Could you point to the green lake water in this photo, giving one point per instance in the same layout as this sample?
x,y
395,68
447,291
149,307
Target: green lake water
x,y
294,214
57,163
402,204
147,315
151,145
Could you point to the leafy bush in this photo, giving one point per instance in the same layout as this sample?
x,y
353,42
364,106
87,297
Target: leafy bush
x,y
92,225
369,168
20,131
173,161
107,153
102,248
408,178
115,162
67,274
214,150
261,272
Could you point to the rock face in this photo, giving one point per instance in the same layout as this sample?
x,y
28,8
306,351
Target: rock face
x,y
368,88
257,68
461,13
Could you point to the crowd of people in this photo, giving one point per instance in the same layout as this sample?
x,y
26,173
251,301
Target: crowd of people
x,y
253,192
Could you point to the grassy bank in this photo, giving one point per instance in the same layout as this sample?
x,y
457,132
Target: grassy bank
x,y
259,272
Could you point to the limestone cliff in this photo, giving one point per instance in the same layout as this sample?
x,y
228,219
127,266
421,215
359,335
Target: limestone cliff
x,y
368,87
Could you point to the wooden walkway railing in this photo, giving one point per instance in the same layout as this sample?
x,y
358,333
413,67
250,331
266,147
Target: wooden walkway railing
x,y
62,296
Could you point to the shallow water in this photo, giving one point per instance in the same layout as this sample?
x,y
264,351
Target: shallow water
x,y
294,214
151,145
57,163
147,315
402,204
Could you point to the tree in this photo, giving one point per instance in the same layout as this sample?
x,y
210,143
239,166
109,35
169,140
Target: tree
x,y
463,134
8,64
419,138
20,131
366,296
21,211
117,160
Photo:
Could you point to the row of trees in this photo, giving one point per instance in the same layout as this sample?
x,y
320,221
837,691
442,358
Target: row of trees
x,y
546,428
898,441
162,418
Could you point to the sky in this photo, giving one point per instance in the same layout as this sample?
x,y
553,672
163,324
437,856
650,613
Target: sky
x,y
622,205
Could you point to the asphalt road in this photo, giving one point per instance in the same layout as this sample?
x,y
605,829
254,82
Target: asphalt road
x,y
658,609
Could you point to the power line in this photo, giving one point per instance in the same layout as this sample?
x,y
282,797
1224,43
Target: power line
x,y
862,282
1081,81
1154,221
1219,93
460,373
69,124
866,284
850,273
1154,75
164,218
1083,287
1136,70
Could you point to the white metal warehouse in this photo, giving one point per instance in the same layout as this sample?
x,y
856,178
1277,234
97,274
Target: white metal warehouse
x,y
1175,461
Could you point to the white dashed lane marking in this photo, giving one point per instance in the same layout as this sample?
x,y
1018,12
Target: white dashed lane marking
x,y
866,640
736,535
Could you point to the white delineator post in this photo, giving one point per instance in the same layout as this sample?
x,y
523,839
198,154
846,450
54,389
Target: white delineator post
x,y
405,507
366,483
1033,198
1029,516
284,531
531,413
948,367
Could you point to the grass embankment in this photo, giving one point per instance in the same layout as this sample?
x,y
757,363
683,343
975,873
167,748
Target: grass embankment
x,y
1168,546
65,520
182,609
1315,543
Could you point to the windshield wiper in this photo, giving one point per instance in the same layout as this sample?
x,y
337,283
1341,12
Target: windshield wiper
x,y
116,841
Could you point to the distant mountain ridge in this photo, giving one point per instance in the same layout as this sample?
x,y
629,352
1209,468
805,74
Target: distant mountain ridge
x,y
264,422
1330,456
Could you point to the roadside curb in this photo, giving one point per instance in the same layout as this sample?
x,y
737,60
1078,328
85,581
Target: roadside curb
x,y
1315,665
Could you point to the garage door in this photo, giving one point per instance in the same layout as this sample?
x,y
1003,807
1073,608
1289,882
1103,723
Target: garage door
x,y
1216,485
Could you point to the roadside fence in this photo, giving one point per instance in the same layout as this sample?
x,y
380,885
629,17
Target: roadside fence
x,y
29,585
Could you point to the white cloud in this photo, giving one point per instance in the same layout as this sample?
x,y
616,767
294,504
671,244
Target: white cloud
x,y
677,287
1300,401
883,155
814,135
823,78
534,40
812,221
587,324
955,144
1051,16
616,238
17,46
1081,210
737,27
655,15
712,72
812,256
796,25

Instruction> Render every line of the material above as a JSON array of strings, one string per line, with blank lines omitted.

Answer>
[
  "Could you point to the green lake water in this photo, giving one point per instance in the same layout as this sample?",
  "x,y",
  "395,68",
  "447,291",
  "149,307",
  "Target: green lake water",
  "x,y",
  "294,214",
  "57,163",
  "402,204",
  "147,315",
  "151,145",
  "Could you point to the leafy bush in this photo, giving one point per instance in the same layout as this sample?",
  "x,y",
  "353,42",
  "364,106",
  "87,297",
  "Target: leafy bush",
  "x,y",
  "92,225",
  "369,168",
  "20,131",
  "173,161",
  "107,153",
  "102,248",
  "408,178",
  "115,162",
  "67,274",
  "214,150",
  "261,272",
  "Could you point to the rock face in this photo, giving one point per instance in the same layout as this sample?",
  "x,y",
  "28,8",
  "306,351",
  "Target: rock face",
  "x,y",
  "368,88",
  "257,68",
  "461,13",
  "Could you point to the crowd of people in this photo, giving one point per instance in the same layout as this sample?",
  "x,y",
  "26,173",
  "251,301",
  "Target: crowd of people",
  "x,y",
  "253,192",
  "Could you point to the grassy bank in this photo, giving one point per instance in the same layout as this sample?",
  "x,y",
  "457,132",
  "Target: grassy bank",
  "x,y",
  "259,272",
  "Could you point to the limestone cliff in this photo, giving one point per instance in the same layout as this sample?",
  "x,y",
  "228,219",
  "127,266",
  "421,215",
  "359,335",
  "Target: limestone cliff",
  "x,y",
  "368,87",
  "Could you point to the wooden walkway railing in this photo, giving one point per instance in the same layout as this sample?",
  "x,y",
  "358,333",
  "413,67",
  "250,331",
  "266,147",
  "Target: wooden walkway railing",
  "x,y",
  "62,296",
  "Could you point to the shallow water in this photo, giving one point per instance in the same layout as this sample?",
  "x,y",
  "264,351",
  "Target: shallow water",
  "x,y",
  "294,214",
  "151,145",
  "57,163",
  "147,315",
  "402,204",
  "Could you point to the tree in this photo, giving one point per instance in the same layout as this sample?",
  "x,y",
  "210,143",
  "239,166",
  "109,35",
  "169,140",
  "Target: tree",
  "x,y",
  "463,134",
  "8,64",
  "419,138",
  "20,131",
  "366,296",
  "21,211",
  "117,160",
  "Photo:",
  "Could you point to the row of trees in this photo, giving one point per instance in the same layout as this sample?",
  "x,y",
  "320,221",
  "837,691",
  "442,358",
  "Target: row of trees",
  "x,y",
  "546,428",
  "898,441",
  "162,418",
  "Could you point to the sky in this photo, giving one point per instance in the same layout as this sample?",
  "x,y",
  "553,672",
  "163,324",
  "437,856",
  "650,613",
  "Target: sky",
  "x,y",
  "622,205",
  "Could you point to the asphalt road in this photo, giving one point per instance in the same layout as this sample?",
  "x,y",
  "605,829",
  "254,82",
  "Target: asphalt road",
  "x,y",
  "658,609",
  "Could you point to the power line in this photo, giving one point per instance in the same layout as this sample?",
  "x,y",
  "282,797",
  "1224,43",
  "Target: power line",
  "x,y",
  "862,282",
  "1081,81",
  "1154,221",
  "1219,93",
  "460,373",
  "69,124",
  "866,284",
  "850,273",
  "1154,75",
  "164,218",
  "1083,287",
  "1136,70",
  "Could you point to the white metal warehouse in this photo, giving one point per instance in the same layout as this sample?",
  "x,y",
  "856,178",
  "1277,234",
  "97,274",
  "Target: white metal warehouse",
  "x,y",
  "1175,461",
  "Could you point to the white dashed lane marking in this photo, giving one point per instance in the same layout as this sample?",
  "x,y",
  "1018,12",
  "Target: white dashed lane marking",
  "x,y",
  "866,640",
  "736,535",
  "Could you point to the white delineator post in this photo, giving one point per instance in the same layout as this sample?",
  "x,y",
  "523,839",
  "198,154",
  "846,450",
  "54,389",
  "Target: white delineator post",
  "x,y",
  "405,507",
  "366,483",
  "1033,198",
  "1029,516",
  "284,531",
  "531,413",
  "948,367",
  "Could you point to the grass embankment in this photo, giving one point per instance in the same layout as this sample?",
  "x,y",
  "757,363",
  "683,343",
  "975,873",
  "167,748",
  "Target: grass embankment",
  "x,y",
  "1168,546",
  "65,520",
  "182,609",
  "1315,543",
  "Could you point to the windshield wiper in this photo, giving one point per instance in the same layout as this sample?",
  "x,y",
  "337,283",
  "1341,12",
  "Target: windshield wiper",
  "x,y",
  "116,841",
  "Could you point to the distant mountain ridge in this photo, giving one point per instance in the same layout as this sample?",
  "x,y",
  "629,352",
  "1209,468",
  "805,74",
  "Target: distant mountain ridge",
  "x,y",
  "264,422",
  "1330,456",
  "Could you point to the roadside curb in this photo, giving one point per instance in the same layout as this sample?",
  "x,y",
  "737,60",
  "1078,328",
  "85,581",
  "Target: roadside curb",
  "x,y",
  "1315,665",
  "Could you point to the garage door in this photo, giving one point per instance in the same layout as this sample?",
  "x,y",
  "1003,807",
  "1073,608",
  "1289,882",
  "1103,723",
  "Target: garage door",
  "x,y",
  "1216,485",
  "Could you point to the roadside fence in this photo, giving one point per instance in the same layout as this sample?",
  "x,y",
  "380,885",
  "629,17",
  "Target: roadside fence",
  "x,y",
  "29,585",
  "Could you point to the white cloud in this photo, giving one point per instance in the same layout as this sample?",
  "x,y",
  "616,767",
  "294,504",
  "671,244",
  "Target: white cloud",
  "x,y",
  "677,287",
  "1300,401",
  "883,155",
  "814,135",
  "823,78",
  "534,40",
  "812,221",
  "587,324",
  "955,144",
  "1051,16",
  "616,238",
  "17,46",
  "1081,210",
  "737,27",
  "655,15",
  "712,72",
  "812,256",
  "796,25"
]